**Source extract**
"""

2. Justin Verlander, Houston Astros
2021 Stats: Did not pitch
2022 Projected Stats: 136.0 IP, 23 GS, 10-7, 168 K, 38 BB, 3.64 ERA, 1.06 WHIP, 2.9 WAR
If you truly know what to expect from Justin Verlander, please do me a favor and let me borrow your crystal ball. I’ll give it back after a week or two. I promise. Seriously, my fingers aren’t crossed or anything.
The 39-year-old didn’t pitch in 2021 and only logged six innings in 2020 before undergoing Tommy John surgery, but he won the American League Cy Young Award during his last full season back in 2019. He’s also a generational talent, which could help him push aside the typical narrative that sees older starters struggle to regain their prior levels after such a prolonged absence.

"""

[Point-per-instance localization listing]
"""

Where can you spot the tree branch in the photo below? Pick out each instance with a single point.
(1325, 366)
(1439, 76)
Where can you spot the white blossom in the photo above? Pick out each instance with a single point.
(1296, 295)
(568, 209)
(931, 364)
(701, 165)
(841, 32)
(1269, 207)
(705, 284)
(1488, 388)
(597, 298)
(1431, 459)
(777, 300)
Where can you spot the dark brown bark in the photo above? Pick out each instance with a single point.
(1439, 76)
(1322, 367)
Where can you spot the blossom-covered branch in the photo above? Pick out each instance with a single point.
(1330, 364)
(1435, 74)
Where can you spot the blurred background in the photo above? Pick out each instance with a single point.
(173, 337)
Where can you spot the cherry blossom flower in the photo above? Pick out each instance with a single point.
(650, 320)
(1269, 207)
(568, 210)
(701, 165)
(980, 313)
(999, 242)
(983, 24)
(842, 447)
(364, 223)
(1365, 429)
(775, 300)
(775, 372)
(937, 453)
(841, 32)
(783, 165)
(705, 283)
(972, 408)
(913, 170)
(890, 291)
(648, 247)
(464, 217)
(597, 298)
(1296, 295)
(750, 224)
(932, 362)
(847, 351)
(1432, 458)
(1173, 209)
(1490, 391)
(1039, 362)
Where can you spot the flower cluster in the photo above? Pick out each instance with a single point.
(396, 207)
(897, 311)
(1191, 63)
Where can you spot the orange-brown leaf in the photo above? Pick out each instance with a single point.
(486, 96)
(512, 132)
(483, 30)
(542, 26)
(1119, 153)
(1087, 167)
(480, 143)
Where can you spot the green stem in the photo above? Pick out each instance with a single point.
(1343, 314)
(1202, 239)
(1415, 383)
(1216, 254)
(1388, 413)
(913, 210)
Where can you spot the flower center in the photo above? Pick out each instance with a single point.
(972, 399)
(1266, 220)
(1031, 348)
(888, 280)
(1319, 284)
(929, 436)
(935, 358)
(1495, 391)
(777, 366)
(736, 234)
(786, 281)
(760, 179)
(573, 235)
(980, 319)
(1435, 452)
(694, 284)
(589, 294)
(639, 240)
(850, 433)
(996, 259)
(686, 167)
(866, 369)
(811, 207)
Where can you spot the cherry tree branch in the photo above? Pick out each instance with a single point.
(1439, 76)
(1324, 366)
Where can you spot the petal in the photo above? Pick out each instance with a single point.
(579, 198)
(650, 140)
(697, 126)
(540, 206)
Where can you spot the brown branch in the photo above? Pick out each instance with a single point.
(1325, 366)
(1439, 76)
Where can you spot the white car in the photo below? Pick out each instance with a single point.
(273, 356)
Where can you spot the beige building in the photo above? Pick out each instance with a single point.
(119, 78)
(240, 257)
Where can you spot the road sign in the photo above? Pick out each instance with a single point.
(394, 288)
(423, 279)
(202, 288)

"""
"""

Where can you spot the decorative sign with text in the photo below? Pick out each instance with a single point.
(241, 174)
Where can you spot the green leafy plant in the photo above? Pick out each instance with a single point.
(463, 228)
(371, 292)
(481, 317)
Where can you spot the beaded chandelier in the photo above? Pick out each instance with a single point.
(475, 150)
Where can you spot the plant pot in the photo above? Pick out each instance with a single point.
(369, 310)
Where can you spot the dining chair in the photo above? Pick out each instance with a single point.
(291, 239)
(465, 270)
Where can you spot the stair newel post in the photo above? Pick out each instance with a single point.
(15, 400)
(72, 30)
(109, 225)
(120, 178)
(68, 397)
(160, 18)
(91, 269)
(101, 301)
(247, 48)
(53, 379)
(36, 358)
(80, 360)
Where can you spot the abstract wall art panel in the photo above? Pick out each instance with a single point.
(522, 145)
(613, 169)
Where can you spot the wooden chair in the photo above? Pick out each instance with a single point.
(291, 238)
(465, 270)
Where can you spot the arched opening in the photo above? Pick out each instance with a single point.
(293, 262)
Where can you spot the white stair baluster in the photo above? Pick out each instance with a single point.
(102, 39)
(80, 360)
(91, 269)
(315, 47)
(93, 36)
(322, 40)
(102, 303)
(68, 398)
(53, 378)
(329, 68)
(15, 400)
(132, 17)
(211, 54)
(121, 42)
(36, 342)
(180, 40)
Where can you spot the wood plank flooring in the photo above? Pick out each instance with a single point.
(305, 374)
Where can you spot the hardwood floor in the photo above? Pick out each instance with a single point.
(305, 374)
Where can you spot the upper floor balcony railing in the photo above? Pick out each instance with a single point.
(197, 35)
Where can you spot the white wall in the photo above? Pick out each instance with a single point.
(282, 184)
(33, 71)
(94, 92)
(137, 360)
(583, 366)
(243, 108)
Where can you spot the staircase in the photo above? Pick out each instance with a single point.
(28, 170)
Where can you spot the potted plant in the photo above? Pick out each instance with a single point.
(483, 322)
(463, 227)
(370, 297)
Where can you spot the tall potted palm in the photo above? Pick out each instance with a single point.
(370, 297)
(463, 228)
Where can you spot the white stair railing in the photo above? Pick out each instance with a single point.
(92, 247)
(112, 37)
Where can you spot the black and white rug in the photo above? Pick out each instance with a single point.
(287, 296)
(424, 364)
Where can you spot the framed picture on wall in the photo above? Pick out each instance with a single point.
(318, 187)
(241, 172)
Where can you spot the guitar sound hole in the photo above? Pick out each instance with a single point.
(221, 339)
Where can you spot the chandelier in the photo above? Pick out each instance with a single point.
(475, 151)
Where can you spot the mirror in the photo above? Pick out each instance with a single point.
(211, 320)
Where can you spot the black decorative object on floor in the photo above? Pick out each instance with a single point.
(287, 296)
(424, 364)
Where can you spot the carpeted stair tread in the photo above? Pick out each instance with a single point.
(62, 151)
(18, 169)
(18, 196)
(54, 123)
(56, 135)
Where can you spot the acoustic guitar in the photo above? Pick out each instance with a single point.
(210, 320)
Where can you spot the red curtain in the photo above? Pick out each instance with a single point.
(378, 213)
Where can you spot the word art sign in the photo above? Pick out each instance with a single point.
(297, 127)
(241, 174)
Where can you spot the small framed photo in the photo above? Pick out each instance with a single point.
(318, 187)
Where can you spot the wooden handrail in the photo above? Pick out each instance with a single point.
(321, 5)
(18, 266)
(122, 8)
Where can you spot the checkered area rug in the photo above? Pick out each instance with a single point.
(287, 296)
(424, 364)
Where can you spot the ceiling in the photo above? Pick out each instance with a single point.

"""

Using the Verlander profile above, decide whether each statement agrees with it: (a) Verlander pitched six innings in 2020 before having Tommy John surgery; (b) his projected 2022 ERA is 3.46; (c) he won the American League Cy Young Award in 2021. Answer yes or no for each, and quote the words of the profile that decide it.

(a) Yes: "only logged six innings in 2020 before undergoing Tommy John surgery"
(b) No: "3.64 ERA"
(c) No: "won the American League Cy Young Award during his last full season back in 2019"